___ Information provided

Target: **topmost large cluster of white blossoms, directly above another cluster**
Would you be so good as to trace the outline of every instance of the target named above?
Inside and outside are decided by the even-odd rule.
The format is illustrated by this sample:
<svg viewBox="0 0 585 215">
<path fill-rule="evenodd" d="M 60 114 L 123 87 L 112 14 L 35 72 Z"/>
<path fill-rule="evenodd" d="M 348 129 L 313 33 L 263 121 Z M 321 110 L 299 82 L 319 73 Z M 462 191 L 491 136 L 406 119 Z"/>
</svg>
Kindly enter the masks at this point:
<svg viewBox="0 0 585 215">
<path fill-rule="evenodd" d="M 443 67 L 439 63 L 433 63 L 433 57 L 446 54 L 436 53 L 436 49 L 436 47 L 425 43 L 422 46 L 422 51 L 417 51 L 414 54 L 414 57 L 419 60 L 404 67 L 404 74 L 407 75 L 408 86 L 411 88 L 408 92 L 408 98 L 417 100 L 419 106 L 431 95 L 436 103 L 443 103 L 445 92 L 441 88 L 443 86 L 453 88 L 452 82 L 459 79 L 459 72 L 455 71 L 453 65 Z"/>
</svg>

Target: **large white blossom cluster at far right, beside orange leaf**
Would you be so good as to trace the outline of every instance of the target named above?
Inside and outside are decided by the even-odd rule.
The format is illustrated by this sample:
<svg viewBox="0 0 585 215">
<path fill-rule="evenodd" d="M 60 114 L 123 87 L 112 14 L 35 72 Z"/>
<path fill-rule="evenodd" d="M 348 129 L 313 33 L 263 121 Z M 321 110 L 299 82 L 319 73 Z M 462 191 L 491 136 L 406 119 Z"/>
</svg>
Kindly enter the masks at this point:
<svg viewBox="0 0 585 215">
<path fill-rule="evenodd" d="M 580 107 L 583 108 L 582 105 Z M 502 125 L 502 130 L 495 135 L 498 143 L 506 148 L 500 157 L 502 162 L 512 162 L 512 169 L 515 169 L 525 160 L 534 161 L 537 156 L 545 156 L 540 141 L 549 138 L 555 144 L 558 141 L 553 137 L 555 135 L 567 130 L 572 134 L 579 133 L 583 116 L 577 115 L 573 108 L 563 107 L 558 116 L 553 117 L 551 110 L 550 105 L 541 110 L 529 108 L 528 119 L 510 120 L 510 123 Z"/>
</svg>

______

*Instructions for the task:* Could you copy every record above exactly as written?

*Response:*
Target: **topmost large cluster of white blossoms, directly above another cluster**
Would you be so good as to trace the outline of every instance of the target named above?
Inside and outside are decided by the even-odd rule.
The format is illustrated by this sample:
<svg viewBox="0 0 585 215">
<path fill-rule="evenodd" d="M 60 114 L 123 87 L 112 14 L 35 72 Z"/>
<path fill-rule="evenodd" d="M 348 129 L 313 33 L 263 121 Z M 321 110 L 299 82 L 319 73 Z M 462 191 L 491 136 L 406 119 Z"/>
</svg>
Kindly enter the masks at this point:
<svg viewBox="0 0 585 215">
<path fill-rule="evenodd" d="M 443 67 L 439 63 L 433 63 L 433 57 L 446 54 L 436 53 L 436 49 L 436 47 L 425 43 L 422 46 L 422 51 L 417 51 L 414 54 L 414 57 L 419 60 L 404 67 L 404 74 L 407 75 L 408 86 L 411 88 L 408 92 L 408 98 L 417 100 L 419 106 L 431 95 L 436 103 L 443 103 L 445 92 L 441 88 L 443 86 L 453 88 L 452 82 L 459 79 L 459 72 L 455 71 L 453 65 Z"/>
</svg>

Target: **large white blossom cluster at far right, beside orange leaf**
Would you be so good as to trace the outline of every instance of the target named above?
Inside and outside are decided by the even-odd rule.
The format is illustrated by this sample:
<svg viewBox="0 0 585 215">
<path fill-rule="evenodd" d="M 60 114 L 123 87 L 112 14 L 35 72 Z"/>
<path fill-rule="evenodd" d="M 348 129 L 313 33 L 263 121 Z M 321 110 L 299 82 L 319 73 Z M 462 191 L 491 136 L 406 119 Z"/>
</svg>
Kindly enter the masks at this point:
<svg viewBox="0 0 585 215">
<path fill-rule="evenodd" d="M 580 107 L 583 108 L 582 105 Z M 502 125 L 502 130 L 495 135 L 498 143 L 506 148 L 500 157 L 502 162 L 512 162 L 512 169 L 515 169 L 525 160 L 534 161 L 537 156 L 545 156 L 540 141 L 549 138 L 555 144 L 558 141 L 553 137 L 555 135 L 567 130 L 572 134 L 579 133 L 583 116 L 577 115 L 573 108 L 563 107 L 558 116 L 553 117 L 551 110 L 550 105 L 541 110 L 529 108 L 528 119 L 510 120 L 510 123 Z"/>
</svg>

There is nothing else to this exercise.